**CHALLENGE:**
Can you copy out every one of the entries below, line for line, without changing anything?

**EXCERPTED RECORDS:**
=-=-=

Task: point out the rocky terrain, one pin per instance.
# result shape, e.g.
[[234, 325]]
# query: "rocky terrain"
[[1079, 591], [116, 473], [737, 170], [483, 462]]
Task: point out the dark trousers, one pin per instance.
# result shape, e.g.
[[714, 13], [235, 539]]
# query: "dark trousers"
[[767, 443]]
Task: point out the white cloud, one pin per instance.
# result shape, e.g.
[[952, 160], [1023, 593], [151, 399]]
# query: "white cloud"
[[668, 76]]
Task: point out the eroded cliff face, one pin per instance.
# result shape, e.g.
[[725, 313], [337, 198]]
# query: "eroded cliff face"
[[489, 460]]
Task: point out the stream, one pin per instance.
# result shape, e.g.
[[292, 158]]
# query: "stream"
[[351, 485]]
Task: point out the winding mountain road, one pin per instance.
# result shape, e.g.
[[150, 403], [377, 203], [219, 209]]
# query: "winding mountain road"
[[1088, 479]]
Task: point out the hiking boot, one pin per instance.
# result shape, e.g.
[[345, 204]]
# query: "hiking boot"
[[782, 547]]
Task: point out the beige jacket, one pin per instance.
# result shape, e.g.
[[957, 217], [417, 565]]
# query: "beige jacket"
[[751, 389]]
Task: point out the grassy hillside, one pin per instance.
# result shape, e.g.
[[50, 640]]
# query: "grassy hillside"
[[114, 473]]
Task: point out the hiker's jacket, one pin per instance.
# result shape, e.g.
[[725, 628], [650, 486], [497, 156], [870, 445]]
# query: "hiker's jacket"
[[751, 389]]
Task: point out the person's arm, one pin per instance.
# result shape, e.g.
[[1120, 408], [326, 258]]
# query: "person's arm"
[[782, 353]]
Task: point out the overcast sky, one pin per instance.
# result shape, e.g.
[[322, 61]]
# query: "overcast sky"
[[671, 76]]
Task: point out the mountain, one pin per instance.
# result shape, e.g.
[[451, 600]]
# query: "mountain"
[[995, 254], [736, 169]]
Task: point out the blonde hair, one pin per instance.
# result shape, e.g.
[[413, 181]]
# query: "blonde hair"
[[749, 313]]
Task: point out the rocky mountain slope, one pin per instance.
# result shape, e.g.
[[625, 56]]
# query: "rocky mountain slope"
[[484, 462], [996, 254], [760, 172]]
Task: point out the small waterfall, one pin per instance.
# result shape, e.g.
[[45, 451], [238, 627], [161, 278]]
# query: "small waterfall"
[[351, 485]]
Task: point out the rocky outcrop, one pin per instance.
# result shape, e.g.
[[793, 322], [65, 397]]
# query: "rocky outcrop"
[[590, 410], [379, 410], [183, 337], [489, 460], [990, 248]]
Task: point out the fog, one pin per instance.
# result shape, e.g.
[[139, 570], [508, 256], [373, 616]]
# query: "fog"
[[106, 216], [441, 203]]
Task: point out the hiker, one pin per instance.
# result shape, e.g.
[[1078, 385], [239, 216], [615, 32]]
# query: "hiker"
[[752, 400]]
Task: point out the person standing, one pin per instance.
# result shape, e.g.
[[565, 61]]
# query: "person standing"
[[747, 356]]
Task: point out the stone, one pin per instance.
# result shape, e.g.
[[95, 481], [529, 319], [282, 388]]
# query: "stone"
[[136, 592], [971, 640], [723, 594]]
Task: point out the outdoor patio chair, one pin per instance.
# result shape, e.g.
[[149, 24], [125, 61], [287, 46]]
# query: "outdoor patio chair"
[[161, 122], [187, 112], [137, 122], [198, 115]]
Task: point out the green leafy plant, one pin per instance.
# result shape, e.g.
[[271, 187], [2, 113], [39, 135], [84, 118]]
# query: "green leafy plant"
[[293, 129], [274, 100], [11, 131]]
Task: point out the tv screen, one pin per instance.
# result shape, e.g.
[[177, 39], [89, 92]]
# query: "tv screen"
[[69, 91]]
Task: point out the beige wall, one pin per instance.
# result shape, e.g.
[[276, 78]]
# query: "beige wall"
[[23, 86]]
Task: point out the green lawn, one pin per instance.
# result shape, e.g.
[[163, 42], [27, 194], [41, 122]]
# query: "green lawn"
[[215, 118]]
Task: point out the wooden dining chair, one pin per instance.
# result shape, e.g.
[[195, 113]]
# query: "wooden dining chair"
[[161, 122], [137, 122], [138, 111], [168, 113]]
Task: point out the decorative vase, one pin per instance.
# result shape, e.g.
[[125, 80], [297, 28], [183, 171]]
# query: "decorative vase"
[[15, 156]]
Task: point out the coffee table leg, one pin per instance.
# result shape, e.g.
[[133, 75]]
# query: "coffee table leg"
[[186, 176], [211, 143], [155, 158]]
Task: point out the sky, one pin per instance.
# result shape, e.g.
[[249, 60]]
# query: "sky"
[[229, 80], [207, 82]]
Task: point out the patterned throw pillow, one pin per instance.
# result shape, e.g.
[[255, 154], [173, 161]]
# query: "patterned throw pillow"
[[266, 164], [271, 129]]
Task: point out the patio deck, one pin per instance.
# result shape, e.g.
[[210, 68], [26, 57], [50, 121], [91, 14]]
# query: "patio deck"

=-=-=

**SOLUTION:**
Task: point out the rocky terrain, one pin per instance.
# result shape, e.g.
[[234, 325]]
# query: "rocky terrain"
[[1079, 591], [116, 473], [737, 170], [483, 462]]
Task: point out the dark trousers, one pin per instance.
# result shape, e.g.
[[714, 13], [235, 539]]
# query: "dark trousers"
[[767, 443]]
Task: point out the white cloud, one pin per instance.
# result shape, e.g.
[[952, 160], [1023, 593], [151, 399]]
# query: "white cloud"
[[668, 76]]
Task: point out the eroded cliff face, one pin per instance.
# result shape, e.g.
[[725, 313], [337, 198]]
# query: "eroded cliff face"
[[489, 460]]
Task: point out the stream, one pin per instance.
# result shape, e.g.
[[292, 158]]
# query: "stream"
[[351, 485]]
Task: point out the winding mountain road, one pin per instance.
# result shape, e.g.
[[150, 403], [377, 203], [219, 209]]
# query: "winding mountain road"
[[1088, 479]]
Task: point out the hiking boot, one pin per instance.
# result shape, e.g.
[[345, 204]]
# query: "hiking boot"
[[782, 547]]
Task: point out the beige jacket, one pin per instance.
# result shape, e.g.
[[957, 217], [417, 565]]
# query: "beige jacket"
[[751, 389]]
Task: point out the grassy hillside, one pin per instance.
# result shape, e.g.
[[50, 640]]
# query: "grassy hillside"
[[114, 473]]
Task: point out the hiker's jacket, one pin per instance.
# result shape, e.g.
[[725, 628], [650, 486], [497, 156], [870, 445]]
# query: "hiker's jacket"
[[751, 389]]
Task: point out the person's arm, one pin per instance.
# result shape, e.g.
[[1120, 408], [326, 258]]
# query: "person's arm"
[[782, 353]]
Task: point out the overcast sky, one pin per instance.
# result shape, e.g.
[[322, 61]]
# query: "overcast sky"
[[671, 76]]
Task: point out the mountain, one pin per instance.
# result shape, e.g.
[[451, 600]]
# query: "mountain"
[[995, 254], [736, 169]]
Task: point out the blonde hair, one pin per instance.
# result shape, e.g.
[[413, 181]]
# query: "blonde hair"
[[749, 313]]
Task: point out the rocky mountain slope, one pin per instance.
# result shape, e.g.
[[625, 56]]
# query: "rocky mountain slope"
[[484, 462], [996, 254], [760, 172]]
Task: point out the small waterfall, one pin per instance.
# result shape, e.g.
[[45, 451], [238, 627], [161, 278]]
# query: "small waterfall"
[[351, 485]]
Task: point out the rocky outcrop, one pin per instance.
# result shape, e.g.
[[793, 322], [65, 397]]
# query: "rocky outcrop"
[[590, 410], [379, 410], [183, 337], [489, 460], [990, 248]]
Task: point out the fog, one pin per instance.
# result shape, e.g.
[[139, 570], [508, 256], [373, 616]]
# query: "fog"
[[106, 216], [441, 203]]
Task: point out the hiker, one pin per instance.
# result shape, e.g.
[[1078, 385], [239, 216], [615, 32]]
# query: "hiker"
[[752, 400]]
Task: point out the person standing, one pin per instance.
# result shape, e.g.
[[565, 61]]
# query: "person standing"
[[747, 356]]
Task: point out the stone, one pin per instance.
# result shape, e.g.
[[95, 481], [529, 319], [282, 388]]
# query: "stone"
[[136, 592], [971, 640], [723, 594]]
Task: point out the outdoor patio chair, one pin per instance.
# result shape, e.g.
[[149, 24], [125, 61], [287, 46]]
# query: "outdoor patio chair"
[[161, 122], [187, 112], [137, 122], [198, 115]]
Task: point out the green leafy plant, one pin per instance.
# result shape, e.g.
[[271, 187], [2, 113], [39, 135], [84, 118]]
# query: "green leafy plant"
[[293, 129], [274, 100], [11, 131]]
Task: point out the tv screen, one pin per instance.
# result shape, e.g.
[[177, 39], [89, 92]]
# query: "tv screen"
[[69, 91]]
Task: point out the beige wall, one pin per instance.
# result shape, e.g.
[[276, 78]]
# query: "beige wall"
[[23, 86]]
Task: point out the green lawn, one pin per instance.
# result shape, e.g.
[[163, 42], [27, 194], [41, 122]]
# query: "green lawn"
[[215, 118]]
Task: point out the wooden dining chair, one pin per instance.
# result shape, e.g.
[[195, 113]]
# query: "wooden dining chair"
[[161, 122], [137, 122], [138, 111], [168, 113]]
Task: point out the decorative vase, one pin per instance.
# result shape, e.g.
[[125, 80], [297, 28], [183, 171]]
# query: "decorative vase"
[[15, 156]]
Task: point out the coffee table leg, one pin per instance.
# result shape, e.g.
[[133, 75]]
# query: "coffee table leg"
[[186, 176], [211, 143], [155, 158]]
Task: point out the sky, one pin per instance.
# result shape, e.g.
[[249, 60]]
# query: "sky"
[[229, 80], [207, 82]]
Task: point out the patterned throw pillow, one pin per instance.
# result shape, e.g.
[[255, 154], [173, 161]]
# query: "patterned throw pillow"
[[266, 164], [271, 129]]
Task: point out the patio deck, one pin per instance.
# result shape, e.g.
[[210, 68], [26, 57], [50, 121], [91, 14]]
# query: "patio deck"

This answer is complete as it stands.